• _RECORDS FOR THIS TASK_
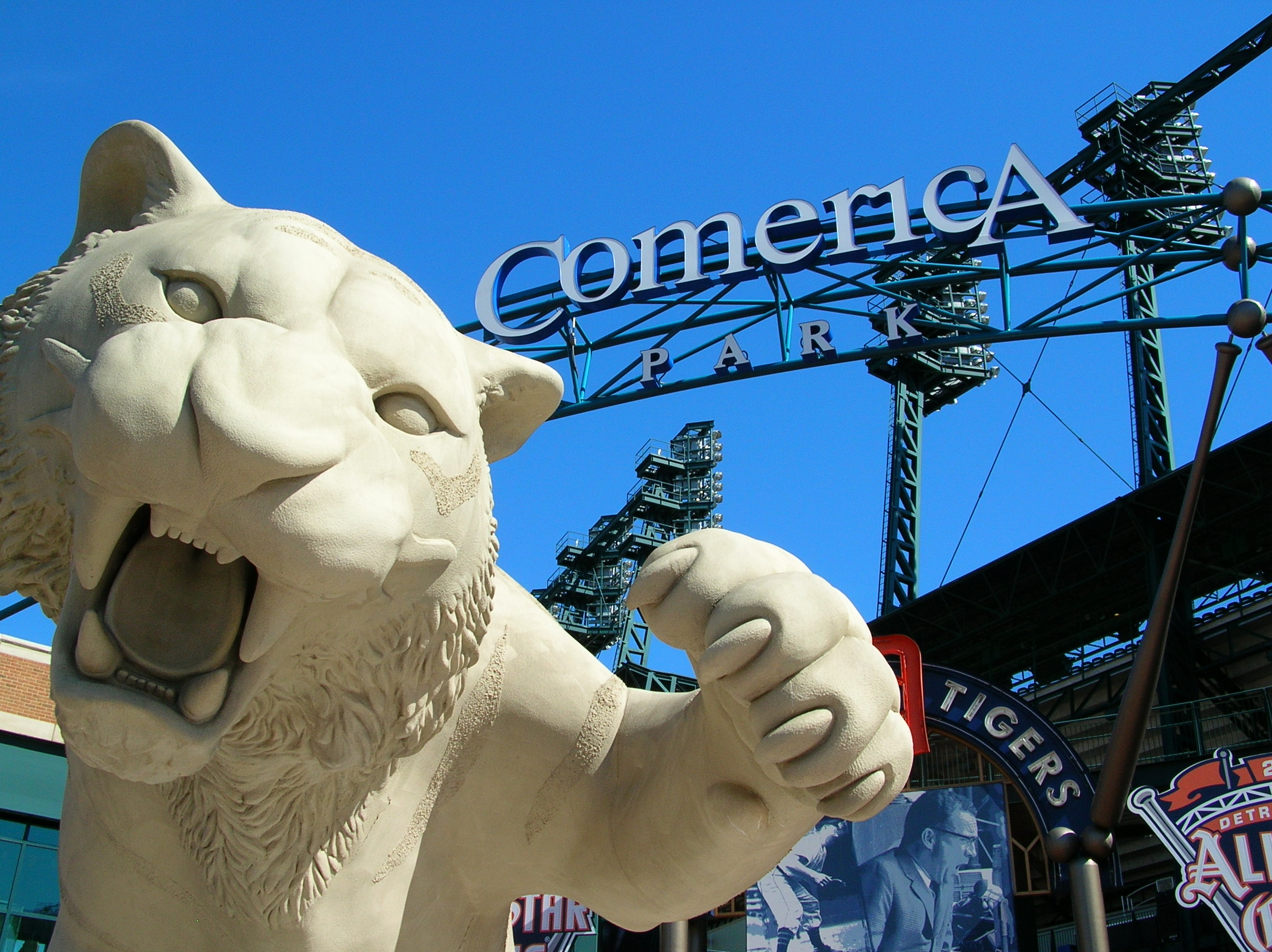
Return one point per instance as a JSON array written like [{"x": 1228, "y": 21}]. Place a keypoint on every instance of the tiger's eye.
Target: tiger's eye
[
  {"x": 192, "y": 301},
  {"x": 408, "y": 413}
]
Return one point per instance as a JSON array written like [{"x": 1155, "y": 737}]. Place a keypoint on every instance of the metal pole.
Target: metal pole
[
  {"x": 1093, "y": 933},
  {"x": 1132, "y": 717},
  {"x": 674, "y": 937}
]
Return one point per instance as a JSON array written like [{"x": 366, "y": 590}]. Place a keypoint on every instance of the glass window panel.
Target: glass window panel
[
  {"x": 42, "y": 834},
  {"x": 8, "y": 867},
  {"x": 36, "y": 887},
  {"x": 26, "y": 935}
]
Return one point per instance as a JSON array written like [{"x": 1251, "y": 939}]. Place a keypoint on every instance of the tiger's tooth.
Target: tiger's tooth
[
  {"x": 98, "y": 523},
  {"x": 158, "y": 527},
  {"x": 96, "y": 654},
  {"x": 202, "y": 697},
  {"x": 274, "y": 609},
  {"x": 227, "y": 554}
]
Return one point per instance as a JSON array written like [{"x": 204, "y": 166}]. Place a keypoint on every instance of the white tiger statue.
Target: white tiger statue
[{"x": 245, "y": 464}]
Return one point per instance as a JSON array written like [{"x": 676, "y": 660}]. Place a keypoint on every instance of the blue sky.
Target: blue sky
[{"x": 440, "y": 135}]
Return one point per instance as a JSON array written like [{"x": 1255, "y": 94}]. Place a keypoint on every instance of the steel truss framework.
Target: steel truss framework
[
  {"x": 1021, "y": 619},
  {"x": 1156, "y": 221},
  {"x": 678, "y": 492}
]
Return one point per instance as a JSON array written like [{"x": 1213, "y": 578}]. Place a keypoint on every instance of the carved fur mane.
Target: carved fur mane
[
  {"x": 283, "y": 805},
  {"x": 34, "y": 521}
]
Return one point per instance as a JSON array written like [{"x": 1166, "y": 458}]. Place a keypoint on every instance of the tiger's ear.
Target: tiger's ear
[
  {"x": 134, "y": 175},
  {"x": 517, "y": 395}
]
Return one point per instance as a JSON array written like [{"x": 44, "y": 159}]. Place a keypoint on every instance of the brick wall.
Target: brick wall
[{"x": 24, "y": 686}]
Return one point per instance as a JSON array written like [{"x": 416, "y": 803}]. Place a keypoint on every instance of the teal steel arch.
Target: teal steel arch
[{"x": 1156, "y": 218}]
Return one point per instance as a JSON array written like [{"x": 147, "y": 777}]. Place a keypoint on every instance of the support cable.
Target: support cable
[
  {"x": 1024, "y": 393},
  {"x": 1031, "y": 391}
]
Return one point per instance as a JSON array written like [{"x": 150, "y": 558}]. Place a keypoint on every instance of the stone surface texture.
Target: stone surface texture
[{"x": 246, "y": 464}]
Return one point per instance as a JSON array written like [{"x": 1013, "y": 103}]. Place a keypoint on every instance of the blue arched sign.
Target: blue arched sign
[{"x": 1024, "y": 745}]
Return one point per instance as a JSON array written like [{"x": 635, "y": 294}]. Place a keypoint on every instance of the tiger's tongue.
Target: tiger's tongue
[{"x": 175, "y": 610}]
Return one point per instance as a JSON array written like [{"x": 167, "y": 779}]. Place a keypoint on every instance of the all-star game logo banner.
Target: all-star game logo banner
[{"x": 1216, "y": 820}]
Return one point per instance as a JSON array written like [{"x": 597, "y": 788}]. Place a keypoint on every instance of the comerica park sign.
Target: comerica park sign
[{"x": 790, "y": 236}]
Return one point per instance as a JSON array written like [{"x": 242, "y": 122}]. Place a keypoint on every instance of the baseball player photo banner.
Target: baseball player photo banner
[
  {"x": 544, "y": 923},
  {"x": 930, "y": 874},
  {"x": 1216, "y": 821}
]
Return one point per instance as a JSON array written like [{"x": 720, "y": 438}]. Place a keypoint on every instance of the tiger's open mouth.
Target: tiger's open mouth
[{"x": 167, "y": 619}]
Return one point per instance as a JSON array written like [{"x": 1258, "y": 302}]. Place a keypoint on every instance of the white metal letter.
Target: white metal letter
[
  {"x": 898, "y": 326},
  {"x": 732, "y": 355},
  {"x": 491, "y": 285},
  {"x": 842, "y": 205},
  {"x": 650, "y": 241},
  {"x": 948, "y": 228},
  {"x": 804, "y": 224},
  {"x": 654, "y": 363},
  {"x": 1045, "y": 204},
  {"x": 814, "y": 339}
]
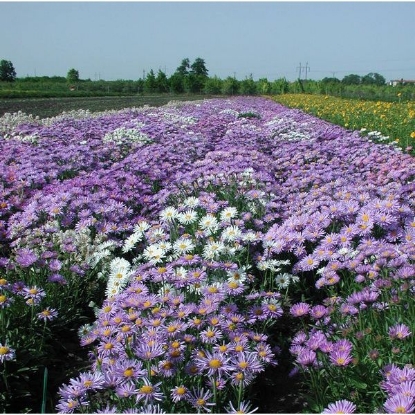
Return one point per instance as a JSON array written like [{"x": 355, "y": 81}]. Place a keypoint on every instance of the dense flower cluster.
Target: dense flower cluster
[{"x": 200, "y": 217}]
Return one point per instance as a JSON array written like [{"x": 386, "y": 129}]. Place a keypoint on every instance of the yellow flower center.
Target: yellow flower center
[
  {"x": 215, "y": 363},
  {"x": 4, "y": 350},
  {"x": 129, "y": 372},
  {"x": 147, "y": 389}
]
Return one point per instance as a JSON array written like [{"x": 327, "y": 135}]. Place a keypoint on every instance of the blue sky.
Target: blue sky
[{"x": 120, "y": 40}]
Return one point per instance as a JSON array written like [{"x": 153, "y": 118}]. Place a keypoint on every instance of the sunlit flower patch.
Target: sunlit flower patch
[{"x": 211, "y": 240}]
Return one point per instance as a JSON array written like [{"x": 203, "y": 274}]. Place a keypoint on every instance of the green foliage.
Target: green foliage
[
  {"x": 7, "y": 72},
  {"x": 213, "y": 86},
  {"x": 162, "y": 83},
  {"x": 150, "y": 83},
  {"x": 72, "y": 76},
  {"x": 351, "y": 79},
  {"x": 373, "y": 79},
  {"x": 184, "y": 67},
  {"x": 248, "y": 86},
  {"x": 198, "y": 68},
  {"x": 230, "y": 86}
]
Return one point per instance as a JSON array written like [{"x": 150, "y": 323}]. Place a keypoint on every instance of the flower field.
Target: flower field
[
  {"x": 384, "y": 121},
  {"x": 163, "y": 260}
]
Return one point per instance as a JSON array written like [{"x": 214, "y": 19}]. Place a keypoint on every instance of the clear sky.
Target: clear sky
[{"x": 120, "y": 40}]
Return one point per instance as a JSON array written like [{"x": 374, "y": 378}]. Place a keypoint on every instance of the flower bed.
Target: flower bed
[{"x": 204, "y": 244}]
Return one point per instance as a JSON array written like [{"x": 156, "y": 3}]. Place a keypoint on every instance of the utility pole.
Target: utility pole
[
  {"x": 299, "y": 71},
  {"x": 306, "y": 67}
]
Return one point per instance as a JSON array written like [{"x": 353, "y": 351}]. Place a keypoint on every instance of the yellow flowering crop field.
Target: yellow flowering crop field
[{"x": 394, "y": 120}]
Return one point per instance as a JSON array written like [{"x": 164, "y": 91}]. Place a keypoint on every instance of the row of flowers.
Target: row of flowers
[{"x": 210, "y": 225}]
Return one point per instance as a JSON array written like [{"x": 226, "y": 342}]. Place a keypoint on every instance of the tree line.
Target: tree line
[{"x": 192, "y": 78}]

• _STATED PROBLEM_
Update the entries above by replacing every "keypoint" with "marker" and leaving everything else unchanged, and omit the pictures from your answer.

• _ANSWER_
Return one point per instance as a JSON array written like [{"x": 1228, "y": 21}]. Place a marker on every instance of the tiger's eye.
Target: tiger's eye
[
  {"x": 192, "y": 301},
  {"x": 408, "y": 413}
]
Return one point per instance as a JSON array written like [{"x": 1155, "y": 737}]. Place a marker on every instance of the metal pole.
Target: metal pole
[
  {"x": 1093, "y": 933},
  {"x": 1132, "y": 717},
  {"x": 674, "y": 937}
]
Return one point per instance as a JSON array written like [{"x": 366, "y": 590}]. Place a marker on every instance of the glass window panel.
Target: glass window panel
[
  {"x": 42, "y": 834},
  {"x": 8, "y": 867},
  {"x": 36, "y": 887},
  {"x": 26, "y": 935}
]
Return one point per instance as a JSON array written like [{"x": 1251, "y": 939}]. Place a marker on every instance of the tiger's tooth.
Target: tiger's tooth
[
  {"x": 98, "y": 523},
  {"x": 158, "y": 527},
  {"x": 96, "y": 654},
  {"x": 202, "y": 697},
  {"x": 274, "y": 609},
  {"x": 227, "y": 554}
]
Return one point per instance as a JSON array written like [{"x": 204, "y": 166}]. Place a marker on every instance of the white tiger statue.
Target: white tiger statue
[{"x": 245, "y": 464}]
Return one point per instance as a JSON array written like [{"x": 676, "y": 660}]. Place a marker on every instance of the blue sky.
Target: blue sky
[{"x": 440, "y": 135}]
Return one point per instance as a JSON array written like [{"x": 1255, "y": 94}]. Place a marker on every instance of the steel truss framework.
Target: steel truss framework
[
  {"x": 1021, "y": 619},
  {"x": 1156, "y": 221},
  {"x": 678, "y": 492}
]
Return one point per instance as a JSON array written like [{"x": 1213, "y": 578}]. Place a marker on every instance of the carved fur mane.
Target: carved fur mane
[
  {"x": 283, "y": 805},
  {"x": 34, "y": 521}
]
Return one point per instance as a JSON array written like [{"x": 1166, "y": 458}]. Place a marker on every instance of the tiger's ear.
Target: tiger's ear
[
  {"x": 134, "y": 175},
  {"x": 517, "y": 395}
]
Return one point per instance as a JSON array written like [{"x": 44, "y": 159}]. Place a marker on every instance of the brick wall.
Target: brick wall
[{"x": 24, "y": 686}]
Return one point per instance as a JSON array written like [{"x": 416, "y": 803}]. Place a marker on every instance of the teal steel arch.
Target: teal steel arch
[{"x": 1156, "y": 218}]
Return one point per instance as a JSON array written like [{"x": 147, "y": 777}]. Place a marker on every instance of the support cable.
Target: support cable
[
  {"x": 1024, "y": 393},
  {"x": 1031, "y": 391}
]
Return one point per instance as a JSON array written like [{"x": 150, "y": 558}]. Place a marker on every instance of the stone surface texture.
Target: stone surface texture
[{"x": 246, "y": 464}]
Return one point per instance as a JSON array written like [{"x": 1013, "y": 103}]. Place a marker on every instance of the blue arched sign.
Target: blue arched sign
[{"x": 1024, "y": 745}]
Return one point per instance as a JSON array written like [{"x": 635, "y": 294}]. Place a marker on every instance of the tiger's tongue.
Target: tiger's tongue
[{"x": 175, "y": 610}]
Return one point per instance as a JSON array written like [{"x": 167, "y": 779}]. Place a marker on every instance of the all-star game logo banner.
Target: all-star game logo banner
[{"x": 1216, "y": 820}]
Return one point per instance as a JSON array written like [{"x": 597, "y": 788}]. Place a marker on every instance of the comerica park sign.
Target: comerica park sign
[{"x": 790, "y": 236}]
Return one point per instance as a JSON array written like [{"x": 242, "y": 122}]. Place a marker on every instance of the baseball player photo banner.
Target: baseball player photo banner
[
  {"x": 544, "y": 923},
  {"x": 930, "y": 874},
  {"x": 1216, "y": 821}
]
Return one point per instance as a JSON array written like [{"x": 720, "y": 438}]. Place a marker on every instance of the tiger's open mouth.
Target: tiger's open mouth
[{"x": 167, "y": 619}]
Return one point per instance as a JSON array written like [{"x": 1258, "y": 302}]. Place a marker on every instance of the white metal letter.
Target: white metal letter
[
  {"x": 898, "y": 326},
  {"x": 732, "y": 355},
  {"x": 491, "y": 285},
  {"x": 842, "y": 205},
  {"x": 650, "y": 241},
  {"x": 948, "y": 228},
  {"x": 804, "y": 224},
  {"x": 654, "y": 363},
  {"x": 1045, "y": 204},
  {"x": 814, "y": 339}
]
Return one point per instance as a JSON array written like [{"x": 355, "y": 81}]. Place a marker on every instance of the dense flower cluster.
Target: dense flower cluster
[{"x": 200, "y": 217}]
Return one point per instance as a JSON array written like [{"x": 386, "y": 129}]. Place a marker on every instance of the yellow flower center.
Target: yellow flower center
[
  {"x": 215, "y": 363},
  {"x": 4, "y": 350},
  {"x": 129, "y": 372},
  {"x": 147, "y": 389}
]
Return one point per instance as a JSON array written like [{"x": 327, "y": 135}]. Place a marker on every instance of the blue sky.
Target: blue sky
[{"x": 120, "y": 40}]
Return one point per instance as a JSON array written like [{"x": 153, "y": 118}]. Place a marker on every instance of the sunlit flower patch.
Target: sunlit flower patch
[{"x": 211, "y": 240}]
Return one point per instance as a JSON array written like [{"x": 203, "y": 274}]. Place a marker on every instance of the green foliage.
Target: green foliage
[
  {"x": 7, "y": 72},
  {"x": 213, "y": 86},
  {"x": 162, "y": 83},
  {"x": 150, "y": 83},
  {"x": 72, "y": 76},
  {"x": 351, "y": 79},
  {"x": 373, "y": 79},
  {"x": 184, "y": 67},
  {"x": 248, "y": 86},
  {"x": 198, "y": 68},
  {"x": 230, "y": 86}
]
Return one point per instance as a JSON array written like [{"x": 150, "y": 323}]. Place a marker on every instance of the flower field.
Target: flower field
[
  {"x": 384, "y": 121},
  {"x": 163, "y": 260}
]
Return one point per instance as a JSON array written like [{"x": 214, "y": 19}]. Place a marker on every instance of the clear sky.
Target: clear sky
[{"x": 120, "y": 40}]
Return one point per instance as a JSON array written like [{"x": 374, "y": 378}]. Place a marker on every instance of the flower bed.
Target: flower bed
[{"x": 204, "y": 244}]
Return one point per instance as a JSON array written like [{"x": 156, "y": 3}]. Place a marker on every instance of the utility pole.
Target: utility pole
[
  {"x": 299, "y": 71},
  {"x": 306, "y": 67}
]
Return one point per instance as a JSON array written like [{"x": 353, "y": 351}]. Place a marker on every instance of the yellow flowering crop field.
Target: yellow flowering crop field
[{"x": 394, "y": 120}]
Return one point per instance as a JSON array written like [{"x": 164, "y": 91}]. Place a marker on every instance of the row of flowers.
Target: row of flowers
[{"x": 210, "y": 225}]
Return one point per instance as a JSON array written like [{"x": 226, "y": 342}]. Place a marker on every instance of the tree line.
Target: tree line
[{"x": 192, "y": 78}]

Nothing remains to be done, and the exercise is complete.